* Data lines *
--- begin ---

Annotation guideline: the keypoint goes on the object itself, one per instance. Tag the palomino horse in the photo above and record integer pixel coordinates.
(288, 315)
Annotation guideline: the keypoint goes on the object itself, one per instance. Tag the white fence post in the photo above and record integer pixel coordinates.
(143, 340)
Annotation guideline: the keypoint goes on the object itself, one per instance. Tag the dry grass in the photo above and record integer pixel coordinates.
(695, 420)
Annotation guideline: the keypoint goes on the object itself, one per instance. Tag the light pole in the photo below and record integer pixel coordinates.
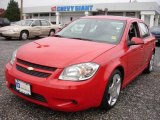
(21, 14)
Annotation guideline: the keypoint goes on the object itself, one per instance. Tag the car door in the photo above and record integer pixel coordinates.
(46, 27)
(149, 41)
(135, 53)
(35, 29)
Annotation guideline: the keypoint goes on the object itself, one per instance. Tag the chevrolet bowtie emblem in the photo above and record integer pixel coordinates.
(30, 68)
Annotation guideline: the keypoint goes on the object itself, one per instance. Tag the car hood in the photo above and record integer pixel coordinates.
(61, 52)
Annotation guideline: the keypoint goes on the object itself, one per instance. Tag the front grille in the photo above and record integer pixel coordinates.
(32, 72)
(36, 65)
(34, 96)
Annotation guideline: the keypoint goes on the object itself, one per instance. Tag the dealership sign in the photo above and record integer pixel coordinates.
(72, 8)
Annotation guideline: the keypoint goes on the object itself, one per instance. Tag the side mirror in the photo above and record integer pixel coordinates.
(135, 41)
(33, 25)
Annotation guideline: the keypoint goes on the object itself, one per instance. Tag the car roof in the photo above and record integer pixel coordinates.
(112, 17)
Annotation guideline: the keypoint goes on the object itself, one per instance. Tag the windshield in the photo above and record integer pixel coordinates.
(24, 22)
(98, 30)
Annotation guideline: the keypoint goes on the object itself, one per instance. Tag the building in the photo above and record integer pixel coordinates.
(60, 14)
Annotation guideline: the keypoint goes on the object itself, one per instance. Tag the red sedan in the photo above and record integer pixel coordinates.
(84, 65)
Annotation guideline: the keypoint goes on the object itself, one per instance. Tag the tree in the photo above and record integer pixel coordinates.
(13, 11)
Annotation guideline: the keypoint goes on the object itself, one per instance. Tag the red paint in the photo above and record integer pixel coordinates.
(62, 52)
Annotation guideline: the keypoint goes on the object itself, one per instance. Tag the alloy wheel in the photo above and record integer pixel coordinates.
(114, 89)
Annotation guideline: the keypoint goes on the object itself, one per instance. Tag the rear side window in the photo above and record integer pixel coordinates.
(144, 30)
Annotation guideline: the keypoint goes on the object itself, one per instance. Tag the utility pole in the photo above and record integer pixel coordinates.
(21, 10)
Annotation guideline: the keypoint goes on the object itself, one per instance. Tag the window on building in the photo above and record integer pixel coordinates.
(144, 30)
(45, 23)
(115, 13)
(35, 15)
(36, 23)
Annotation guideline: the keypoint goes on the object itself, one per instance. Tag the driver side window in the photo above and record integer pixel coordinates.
(133, 31)
(36, 23)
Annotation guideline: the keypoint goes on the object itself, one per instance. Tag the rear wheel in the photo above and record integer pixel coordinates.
(112, 90)
(24, 35)
(150, 67)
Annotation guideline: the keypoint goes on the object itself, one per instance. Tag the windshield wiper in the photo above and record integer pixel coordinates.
(81, 39)
(58, 36)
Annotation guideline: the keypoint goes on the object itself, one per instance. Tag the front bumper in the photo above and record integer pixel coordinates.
(57, 94)
(157, 37)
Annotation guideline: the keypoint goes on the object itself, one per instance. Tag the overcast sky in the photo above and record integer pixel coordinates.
(31, 3)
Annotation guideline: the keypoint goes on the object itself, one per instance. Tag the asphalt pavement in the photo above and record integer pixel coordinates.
(140, 100)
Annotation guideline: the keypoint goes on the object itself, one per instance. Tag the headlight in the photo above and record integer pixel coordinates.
(12, 30)
(79, 72)
(13, 57)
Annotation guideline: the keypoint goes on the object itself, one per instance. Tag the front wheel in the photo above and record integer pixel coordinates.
(150, 66)
(112, 90)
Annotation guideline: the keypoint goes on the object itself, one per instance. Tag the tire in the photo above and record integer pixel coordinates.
(112, 90)
(8, 38)
(150, 66)
(24, 35)
(51, 33)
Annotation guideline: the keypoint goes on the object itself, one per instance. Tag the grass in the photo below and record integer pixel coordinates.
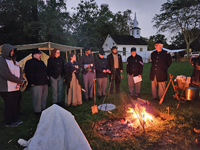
(173, 134)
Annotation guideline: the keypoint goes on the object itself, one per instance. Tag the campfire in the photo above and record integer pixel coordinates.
(136, 119)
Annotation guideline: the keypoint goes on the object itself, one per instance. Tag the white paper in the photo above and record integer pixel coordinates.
(137, 79)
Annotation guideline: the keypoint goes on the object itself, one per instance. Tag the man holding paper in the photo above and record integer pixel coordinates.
(101, 73)
(161, 60)
(134, 68)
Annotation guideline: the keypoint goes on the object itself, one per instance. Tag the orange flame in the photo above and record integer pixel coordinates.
(140, 112)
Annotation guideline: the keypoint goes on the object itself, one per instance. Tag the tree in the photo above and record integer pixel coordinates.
(91, 23)
(152, 39)
(54, 21)
(180, 16)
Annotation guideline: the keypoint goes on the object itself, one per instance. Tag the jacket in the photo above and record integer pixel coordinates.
(195, 78)
(6, 76)
(101, 64)
(134, 65)
(111, 62)
(160, 63)
(55, 67)
(84, 60)
(69, 69)
(36, 72)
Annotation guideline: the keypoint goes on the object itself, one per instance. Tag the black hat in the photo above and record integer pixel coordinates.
(159, 42)
(86, 48)
(101, 52)
(114, 47)
(36, 51)
(133, 49)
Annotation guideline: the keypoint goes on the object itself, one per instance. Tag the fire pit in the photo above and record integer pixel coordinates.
(141, 117)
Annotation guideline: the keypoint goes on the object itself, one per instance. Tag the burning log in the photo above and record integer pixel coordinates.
(137, 118)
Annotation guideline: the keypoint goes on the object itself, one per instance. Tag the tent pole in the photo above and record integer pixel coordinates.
(49, 46)
(66, 57)
(81, 52)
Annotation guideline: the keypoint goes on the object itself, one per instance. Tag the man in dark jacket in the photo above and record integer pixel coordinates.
(86, 62)
(115, 66)
(161, 60)
(36, 74)
(101, 73)
(134, 68)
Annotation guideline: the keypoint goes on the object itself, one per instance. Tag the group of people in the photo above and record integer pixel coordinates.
(39, 76)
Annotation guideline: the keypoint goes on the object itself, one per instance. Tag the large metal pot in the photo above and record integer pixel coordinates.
(191, 93)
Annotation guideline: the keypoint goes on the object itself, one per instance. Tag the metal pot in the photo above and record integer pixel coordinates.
(191, 93)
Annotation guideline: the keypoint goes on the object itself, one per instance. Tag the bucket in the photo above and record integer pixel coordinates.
(191, 93)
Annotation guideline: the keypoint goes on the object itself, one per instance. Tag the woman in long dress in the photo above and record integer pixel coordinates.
(73, 94)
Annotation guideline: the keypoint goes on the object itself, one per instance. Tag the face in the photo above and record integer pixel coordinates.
(101, 56)
(37, 56)
(133, 53)
(12, 52)
(73, 58)
(57, 54)
(158, 47)
(114, 50)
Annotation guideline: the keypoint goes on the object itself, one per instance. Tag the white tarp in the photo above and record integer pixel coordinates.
(61, 47)
(44, 58)
(58, 130)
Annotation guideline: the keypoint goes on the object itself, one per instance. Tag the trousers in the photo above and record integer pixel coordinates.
(57, 89)
(39, 96)
(12, 106)
(161, 88)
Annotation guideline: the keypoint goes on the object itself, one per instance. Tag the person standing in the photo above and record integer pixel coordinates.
(195, 78)
(161, 60)
(102, 71)
(73, 94)
(115, 66)
(87, 64)
(55, 72)
(10, 81)
(36, 74)
(134, 67)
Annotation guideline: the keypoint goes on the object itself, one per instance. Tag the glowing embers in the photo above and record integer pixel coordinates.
(136, 119)
(138, 116)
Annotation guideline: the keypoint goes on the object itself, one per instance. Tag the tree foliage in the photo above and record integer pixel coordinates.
(180, 16)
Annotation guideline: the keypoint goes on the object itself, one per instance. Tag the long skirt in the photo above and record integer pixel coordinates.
(74, 96)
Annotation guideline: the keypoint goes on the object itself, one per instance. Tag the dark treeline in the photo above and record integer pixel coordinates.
(33, 21)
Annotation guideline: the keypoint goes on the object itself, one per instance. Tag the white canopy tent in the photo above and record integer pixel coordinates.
(49, 46)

--- end ---

* Given instruction *
List as a numbered list every line from the one containing "the white canopy" down to the end of the material, leaving out blank lines.

* Task result *
1. Annotation guideline: the keypoint goes on the object itself, one per instance. Tag the white canopy tent in the photo above and record integer pixel coordinates.
2. (49, 46)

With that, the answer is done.